Work instruction:
All lines after the one containing "of the brown" are needed, along with that line itself. Please repeat them exactly through the end of the entries.

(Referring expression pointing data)

=== Begin Enclosure ===

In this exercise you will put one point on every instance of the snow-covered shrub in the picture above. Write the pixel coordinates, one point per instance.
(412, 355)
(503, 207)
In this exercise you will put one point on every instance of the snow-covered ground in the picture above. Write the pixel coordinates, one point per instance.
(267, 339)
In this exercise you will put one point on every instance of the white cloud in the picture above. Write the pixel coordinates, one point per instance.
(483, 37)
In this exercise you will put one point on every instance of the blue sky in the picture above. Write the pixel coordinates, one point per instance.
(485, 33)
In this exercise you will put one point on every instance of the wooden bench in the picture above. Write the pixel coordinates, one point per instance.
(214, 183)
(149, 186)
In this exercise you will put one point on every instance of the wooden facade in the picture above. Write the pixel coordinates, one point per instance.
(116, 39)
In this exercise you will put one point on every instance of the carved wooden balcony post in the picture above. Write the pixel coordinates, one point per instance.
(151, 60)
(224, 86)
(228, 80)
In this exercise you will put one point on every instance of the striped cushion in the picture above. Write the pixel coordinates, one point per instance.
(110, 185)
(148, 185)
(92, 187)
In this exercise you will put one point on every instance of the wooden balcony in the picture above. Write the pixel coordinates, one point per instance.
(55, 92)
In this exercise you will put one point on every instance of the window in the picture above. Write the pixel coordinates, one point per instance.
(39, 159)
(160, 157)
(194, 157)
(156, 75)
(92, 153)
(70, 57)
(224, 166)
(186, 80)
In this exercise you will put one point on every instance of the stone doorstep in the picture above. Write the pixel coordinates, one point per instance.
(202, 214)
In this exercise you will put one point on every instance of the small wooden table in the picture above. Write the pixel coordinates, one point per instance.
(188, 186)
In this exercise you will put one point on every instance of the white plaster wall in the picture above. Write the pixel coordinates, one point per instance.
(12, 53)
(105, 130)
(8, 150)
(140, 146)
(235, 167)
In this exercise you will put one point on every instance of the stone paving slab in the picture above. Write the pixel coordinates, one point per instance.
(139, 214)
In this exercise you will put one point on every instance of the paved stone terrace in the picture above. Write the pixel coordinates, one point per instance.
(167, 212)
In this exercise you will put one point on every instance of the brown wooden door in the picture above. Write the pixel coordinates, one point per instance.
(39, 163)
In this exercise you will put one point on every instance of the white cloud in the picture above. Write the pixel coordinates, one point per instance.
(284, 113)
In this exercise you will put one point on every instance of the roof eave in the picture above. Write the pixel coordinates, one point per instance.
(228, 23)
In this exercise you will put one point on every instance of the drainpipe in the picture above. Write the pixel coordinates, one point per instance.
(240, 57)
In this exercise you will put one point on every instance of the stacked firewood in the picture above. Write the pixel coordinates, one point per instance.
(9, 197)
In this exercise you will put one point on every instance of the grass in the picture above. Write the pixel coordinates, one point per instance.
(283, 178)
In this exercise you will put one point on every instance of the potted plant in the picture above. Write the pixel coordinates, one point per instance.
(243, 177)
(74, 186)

=== End Enclosure ===

Expected answer:
In this exercise you will put one point on every instance of the brown wooden door in the picture above. Write the pixel coordinates, one point per instance.
(39, 163)
In this exercise you will put one point on every instance of the white cloud in the picture above. Write the pixel coordinates, one point per instance.
(284, 113)
In this exercise you will put one point on every instance of the roof eave in the picture above. Write the pixel coordinates, one point per instance.
(228, 23)
In this exercise you will put one point on every instance of the drainpipe in the picture above. Write the pixel coordinates, one point per instance.
(240, 57)
In this exercise you will put one point on every instance of the stacked firewood in the picture above. Write the pixel coordinates, one point per instance.
(9, 197)
In this exercise you will put one point on every instance of the grass in the picture above. Write the pixel coordinates, one point per instance.
(283, 178)
In this exercise you will put one point on every instance of the potted plant in the picture above. Write the pixel coordinates, one point per instance.
(243, 177)
(74, 186)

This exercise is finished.